Reproduce the lines from the line containing "Each instance of the white t-shirt" through the end of the lines, swapping "gown" for "dress" and keeping everything else unchanged.
--- BEGIN ---
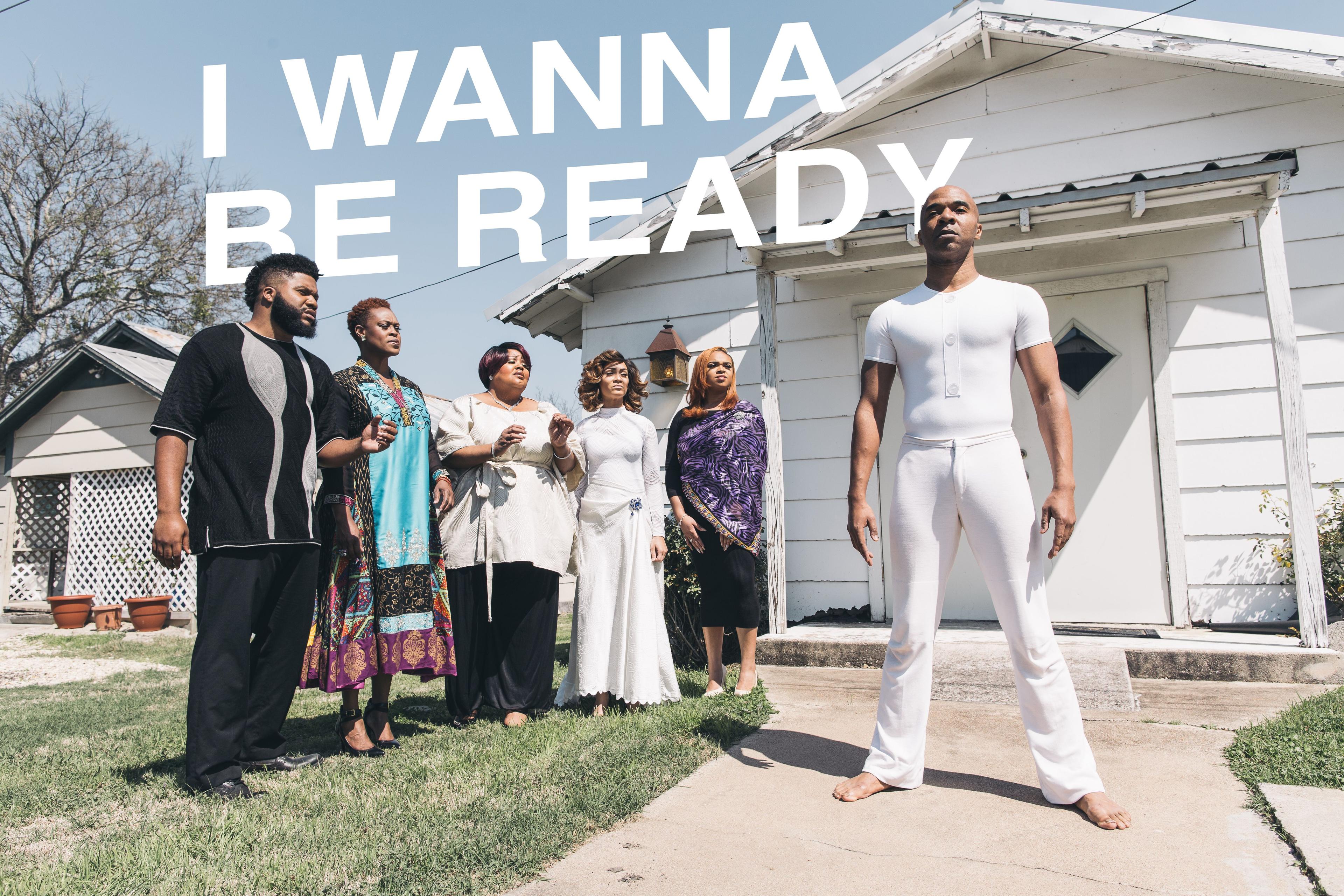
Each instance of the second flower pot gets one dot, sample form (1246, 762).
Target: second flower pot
(150, 613)
(72, 610)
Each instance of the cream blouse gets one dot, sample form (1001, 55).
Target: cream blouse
(512, 508)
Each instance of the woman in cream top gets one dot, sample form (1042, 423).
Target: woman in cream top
(507, 539)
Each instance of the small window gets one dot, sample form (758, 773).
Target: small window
(1083, 357)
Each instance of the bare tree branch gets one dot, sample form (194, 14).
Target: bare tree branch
(94, 226)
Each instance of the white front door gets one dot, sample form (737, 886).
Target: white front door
(1113, 569)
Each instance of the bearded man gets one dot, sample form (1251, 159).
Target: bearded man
(264, 415)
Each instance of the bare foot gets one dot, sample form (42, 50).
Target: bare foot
(717, 681)
(1104, 812)
(355, 735)
(859, 788)
(747, 683)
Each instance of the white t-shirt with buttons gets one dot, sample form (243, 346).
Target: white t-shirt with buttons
(955, 354)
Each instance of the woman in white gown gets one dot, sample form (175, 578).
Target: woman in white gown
(619, 644)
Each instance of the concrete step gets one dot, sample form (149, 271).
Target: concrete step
(1190, 655)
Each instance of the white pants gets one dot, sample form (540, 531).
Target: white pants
(978, 484)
--- END ---
Finished answer:
Each instance of the white t-shirt with buttons gets one dot, sample form (243, 346).
Target: white t-shirt with buttons
(955, 354)
Each instance of the woman in white dress gets one dot, sample form (175, 578).
Target: woman in white dress
(619, 644)
Each instance of the concrete step gets one dot, sample form (149, 271).
Target: concrete step
(1190, 655)
Each instance of the white pants gets one dot, sample form (540, 531).
Target: white pants
(978, 484)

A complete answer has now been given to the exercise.